* Available data *
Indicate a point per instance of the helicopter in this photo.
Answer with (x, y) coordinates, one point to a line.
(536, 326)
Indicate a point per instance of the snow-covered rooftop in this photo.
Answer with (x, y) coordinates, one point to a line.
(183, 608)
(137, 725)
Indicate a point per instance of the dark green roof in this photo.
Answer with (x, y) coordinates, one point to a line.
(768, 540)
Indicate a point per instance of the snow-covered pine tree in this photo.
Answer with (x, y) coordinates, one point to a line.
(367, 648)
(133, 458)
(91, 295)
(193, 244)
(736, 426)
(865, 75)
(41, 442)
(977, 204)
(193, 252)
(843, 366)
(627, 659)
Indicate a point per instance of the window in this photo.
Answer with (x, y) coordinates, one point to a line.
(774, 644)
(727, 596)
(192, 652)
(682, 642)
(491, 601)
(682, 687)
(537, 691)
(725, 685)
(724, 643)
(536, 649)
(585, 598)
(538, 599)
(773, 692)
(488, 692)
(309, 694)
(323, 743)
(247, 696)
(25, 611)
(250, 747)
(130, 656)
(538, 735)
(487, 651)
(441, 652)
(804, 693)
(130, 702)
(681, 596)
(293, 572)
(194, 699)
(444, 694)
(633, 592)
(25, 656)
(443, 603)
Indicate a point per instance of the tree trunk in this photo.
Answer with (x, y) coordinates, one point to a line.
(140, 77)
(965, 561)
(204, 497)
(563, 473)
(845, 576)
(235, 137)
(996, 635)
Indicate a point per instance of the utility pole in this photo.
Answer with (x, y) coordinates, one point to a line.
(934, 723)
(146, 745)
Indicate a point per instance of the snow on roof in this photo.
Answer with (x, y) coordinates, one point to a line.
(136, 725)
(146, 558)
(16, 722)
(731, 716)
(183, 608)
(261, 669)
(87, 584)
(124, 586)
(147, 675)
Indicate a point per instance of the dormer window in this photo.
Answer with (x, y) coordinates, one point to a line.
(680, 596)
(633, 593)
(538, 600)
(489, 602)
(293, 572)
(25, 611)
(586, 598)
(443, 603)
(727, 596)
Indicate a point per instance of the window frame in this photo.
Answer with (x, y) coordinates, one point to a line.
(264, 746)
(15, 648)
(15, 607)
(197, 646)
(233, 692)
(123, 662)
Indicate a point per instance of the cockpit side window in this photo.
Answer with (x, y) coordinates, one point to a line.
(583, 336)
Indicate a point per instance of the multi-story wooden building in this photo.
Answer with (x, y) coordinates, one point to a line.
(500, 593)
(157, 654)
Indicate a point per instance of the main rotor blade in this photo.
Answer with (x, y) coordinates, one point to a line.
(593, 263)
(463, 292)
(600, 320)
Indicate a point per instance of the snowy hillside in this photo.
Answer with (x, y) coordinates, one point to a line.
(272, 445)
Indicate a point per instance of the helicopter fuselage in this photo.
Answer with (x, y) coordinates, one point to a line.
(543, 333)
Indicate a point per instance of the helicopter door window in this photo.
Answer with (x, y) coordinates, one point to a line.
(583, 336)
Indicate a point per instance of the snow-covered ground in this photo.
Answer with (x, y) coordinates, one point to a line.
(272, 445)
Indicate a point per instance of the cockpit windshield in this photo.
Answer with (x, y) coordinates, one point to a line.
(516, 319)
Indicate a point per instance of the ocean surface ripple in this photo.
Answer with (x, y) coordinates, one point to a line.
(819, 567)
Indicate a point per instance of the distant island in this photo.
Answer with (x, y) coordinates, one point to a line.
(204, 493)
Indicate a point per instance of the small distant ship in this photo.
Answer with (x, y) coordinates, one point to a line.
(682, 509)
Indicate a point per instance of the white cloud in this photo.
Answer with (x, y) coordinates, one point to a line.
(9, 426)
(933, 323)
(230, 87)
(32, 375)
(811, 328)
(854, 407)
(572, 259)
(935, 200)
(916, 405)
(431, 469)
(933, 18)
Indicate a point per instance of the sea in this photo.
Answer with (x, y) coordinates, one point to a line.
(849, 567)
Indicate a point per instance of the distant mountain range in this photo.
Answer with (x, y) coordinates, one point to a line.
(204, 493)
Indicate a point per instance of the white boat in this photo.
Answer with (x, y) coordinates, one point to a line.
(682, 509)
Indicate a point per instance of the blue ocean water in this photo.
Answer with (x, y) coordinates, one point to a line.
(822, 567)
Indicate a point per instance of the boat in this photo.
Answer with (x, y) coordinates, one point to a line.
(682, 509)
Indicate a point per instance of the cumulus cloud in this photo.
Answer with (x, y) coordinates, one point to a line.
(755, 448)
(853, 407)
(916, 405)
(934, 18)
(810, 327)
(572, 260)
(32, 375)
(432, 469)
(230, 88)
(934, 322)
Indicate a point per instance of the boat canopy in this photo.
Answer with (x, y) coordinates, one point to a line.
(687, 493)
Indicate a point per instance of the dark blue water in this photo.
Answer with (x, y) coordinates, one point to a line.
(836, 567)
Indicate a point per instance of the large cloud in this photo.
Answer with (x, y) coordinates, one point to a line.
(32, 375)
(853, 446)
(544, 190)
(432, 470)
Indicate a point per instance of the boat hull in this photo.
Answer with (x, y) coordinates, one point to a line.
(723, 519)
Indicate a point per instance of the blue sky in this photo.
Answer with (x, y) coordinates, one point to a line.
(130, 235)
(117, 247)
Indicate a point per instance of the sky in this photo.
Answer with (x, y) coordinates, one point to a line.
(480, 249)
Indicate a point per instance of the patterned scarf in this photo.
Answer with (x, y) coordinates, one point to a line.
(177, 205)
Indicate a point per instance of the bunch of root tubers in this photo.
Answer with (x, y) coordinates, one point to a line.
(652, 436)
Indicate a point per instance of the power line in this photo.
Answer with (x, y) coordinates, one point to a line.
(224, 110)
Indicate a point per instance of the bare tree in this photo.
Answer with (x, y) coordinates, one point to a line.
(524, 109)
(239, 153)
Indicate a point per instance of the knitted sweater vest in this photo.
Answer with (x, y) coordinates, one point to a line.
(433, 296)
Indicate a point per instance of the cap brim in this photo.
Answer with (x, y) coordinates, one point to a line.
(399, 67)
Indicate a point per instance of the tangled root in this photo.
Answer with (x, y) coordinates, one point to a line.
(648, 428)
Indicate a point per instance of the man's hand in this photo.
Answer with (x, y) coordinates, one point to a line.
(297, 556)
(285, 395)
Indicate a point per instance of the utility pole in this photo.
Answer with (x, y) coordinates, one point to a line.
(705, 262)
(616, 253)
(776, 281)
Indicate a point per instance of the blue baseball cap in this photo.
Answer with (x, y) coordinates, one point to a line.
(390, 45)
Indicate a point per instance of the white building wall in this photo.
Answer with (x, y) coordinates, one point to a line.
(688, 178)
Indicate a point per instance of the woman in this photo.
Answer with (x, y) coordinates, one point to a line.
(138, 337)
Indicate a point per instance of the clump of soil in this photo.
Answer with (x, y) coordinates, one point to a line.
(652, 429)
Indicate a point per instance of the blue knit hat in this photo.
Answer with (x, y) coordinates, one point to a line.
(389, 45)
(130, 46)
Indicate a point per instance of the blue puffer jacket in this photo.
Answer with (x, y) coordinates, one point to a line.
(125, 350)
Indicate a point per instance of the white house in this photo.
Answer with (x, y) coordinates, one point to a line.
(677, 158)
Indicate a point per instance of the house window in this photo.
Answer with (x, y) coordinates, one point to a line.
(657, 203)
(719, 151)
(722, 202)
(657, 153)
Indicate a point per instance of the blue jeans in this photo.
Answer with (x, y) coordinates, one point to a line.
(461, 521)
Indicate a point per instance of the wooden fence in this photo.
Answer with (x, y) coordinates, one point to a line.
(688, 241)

* Activity *
Through the line that holds "Indicate a point per instance of the window in", repeat the material above exactly, starting at its first line.

* Result for this exercise *
Indicate a point per instance of the helicopter in this photo.
Answer with (x, y) coordinates, one point to a line.
(536, 326)
Indicate a point per instance of the snow-covered rooftop in this photo.
Answer with (x, y) coordinates, one point to a line.
(183, 608)
(137, 725)
Indicate a point per instance of the dark green roof in this photo.
Answer with (x, y) coordinates, one point to a line.
(768, 540)
Indicate a point per instance of the snow-covered pine tree in this photo.
Answer with (x, y) coordinates, one point to a line.
(367, 648)
(133, 458)
(91, 295)
(193, 244)
(736, 426)
(865, 75)
(41, 442)
(977, 204)
(193, 252)
(843, 366)
(627, 659)
Indicate a point per instance of the window in this photo.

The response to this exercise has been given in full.